** begin **
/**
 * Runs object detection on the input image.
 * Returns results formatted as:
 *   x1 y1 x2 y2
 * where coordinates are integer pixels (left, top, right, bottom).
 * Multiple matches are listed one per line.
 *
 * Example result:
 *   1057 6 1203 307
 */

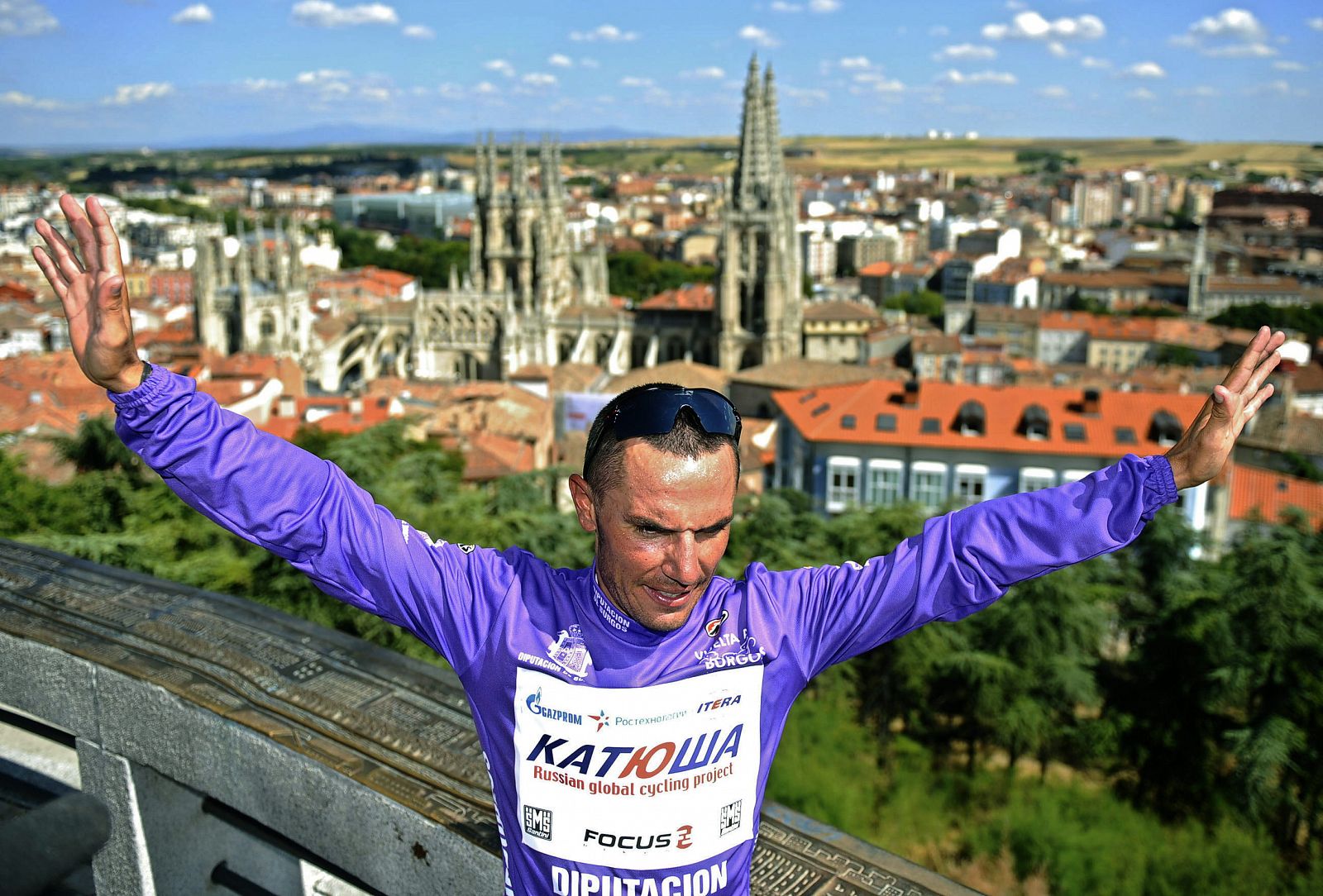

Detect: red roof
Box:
772 379 1204 457
1228 464 1323 529
639 289 716 317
** end **
* **TASK DIRECTIONS**:
Swap "red roof" for "red rooftop" throughout the records above and write out all their lines again with nothing else changed. Leave the pictures out of your answer.

* **EXPECTED ANSWER**:
/**
 * Runs object detection on the input image.
 * Returns results formatted as:
 *   x1 y1 x2 y2
 * where coordinates are integer pixels (left, top, right, bottom).
 * Multiple matches are listed one per line.
 *
 * Example result:
 *   1057 6 1203 307
 */


Detect: red rooftop
Box:
772 379 1204 457
1228 464 1323 529
639 289 716 317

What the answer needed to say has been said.